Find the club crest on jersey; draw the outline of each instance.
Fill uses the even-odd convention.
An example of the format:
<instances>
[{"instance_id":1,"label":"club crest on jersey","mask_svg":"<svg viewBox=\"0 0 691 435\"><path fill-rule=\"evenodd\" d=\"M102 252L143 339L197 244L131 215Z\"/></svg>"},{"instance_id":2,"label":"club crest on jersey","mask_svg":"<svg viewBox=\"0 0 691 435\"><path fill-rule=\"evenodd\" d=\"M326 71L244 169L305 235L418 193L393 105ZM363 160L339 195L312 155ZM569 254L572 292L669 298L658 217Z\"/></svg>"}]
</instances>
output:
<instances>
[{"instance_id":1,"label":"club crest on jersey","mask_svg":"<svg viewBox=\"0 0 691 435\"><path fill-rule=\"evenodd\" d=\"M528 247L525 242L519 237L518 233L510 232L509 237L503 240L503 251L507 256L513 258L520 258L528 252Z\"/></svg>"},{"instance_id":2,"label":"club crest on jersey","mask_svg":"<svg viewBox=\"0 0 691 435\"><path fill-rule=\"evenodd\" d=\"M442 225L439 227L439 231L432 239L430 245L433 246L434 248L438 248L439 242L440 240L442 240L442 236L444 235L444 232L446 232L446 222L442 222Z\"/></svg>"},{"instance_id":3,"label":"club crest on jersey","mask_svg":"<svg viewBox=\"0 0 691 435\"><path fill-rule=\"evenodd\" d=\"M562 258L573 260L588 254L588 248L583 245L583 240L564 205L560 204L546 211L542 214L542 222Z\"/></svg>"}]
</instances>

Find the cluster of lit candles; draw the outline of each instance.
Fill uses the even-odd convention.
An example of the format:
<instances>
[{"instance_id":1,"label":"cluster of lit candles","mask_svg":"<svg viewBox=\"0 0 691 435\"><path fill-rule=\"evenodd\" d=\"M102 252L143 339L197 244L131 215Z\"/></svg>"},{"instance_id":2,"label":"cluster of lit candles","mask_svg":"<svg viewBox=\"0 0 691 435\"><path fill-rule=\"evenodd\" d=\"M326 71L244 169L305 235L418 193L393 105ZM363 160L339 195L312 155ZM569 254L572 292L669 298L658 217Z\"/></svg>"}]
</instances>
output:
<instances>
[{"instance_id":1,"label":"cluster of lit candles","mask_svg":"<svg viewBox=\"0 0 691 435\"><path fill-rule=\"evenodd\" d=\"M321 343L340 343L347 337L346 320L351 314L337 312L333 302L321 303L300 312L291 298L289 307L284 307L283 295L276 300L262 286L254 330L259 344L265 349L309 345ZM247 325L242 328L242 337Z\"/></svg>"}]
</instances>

• **Given request**: Write out again, exactly, the lines from the one holding "Find the cluster" through the end of the listing, with both ends included.

• **Exercise answer**:
Find the cluster of lit candles; draw the outline of each instance.
Fill uses the even-odd convention.
An example of the format:
<instances>
[{"instance_id":1,"label":"cluster of lit candles","mask_svg":"<svg viewBox=\"0 0 691 435\"><path fill-rule=\"evenodd\" d=\"M102 252L143 339L197 244L131 215Z\"/></svg>"},{"instance_id":2,"label":"cluster of lit candles","mask_svg":"<svg viewBox=\"0 0 691 435\"><path fill-rule=\"evenodd\" d=\"M326 71L244 169L305 235L418 193L393 105ZM363 160L339 195L312 155ZM569 254L572 292L669 298L658 217Z\"/></svg>"}]
</instances>
output:
<instances>
[{"instance_id":1,"label":"cluster of lit candles","mask_svg":"<svg viewBox=\"0 0 691 435\"><path fill-rule=\"evenodd\" d=\"M321 343L340 343L347 337L346 320L351 314L337 312L333 302L321 303L300 312L291 298L289 307L284 307L283 295L276 300L262 286L254 330L259 344L265 349L309 345ZM247 325L242 328L242 337Z\"/></svg>"}]
</instances>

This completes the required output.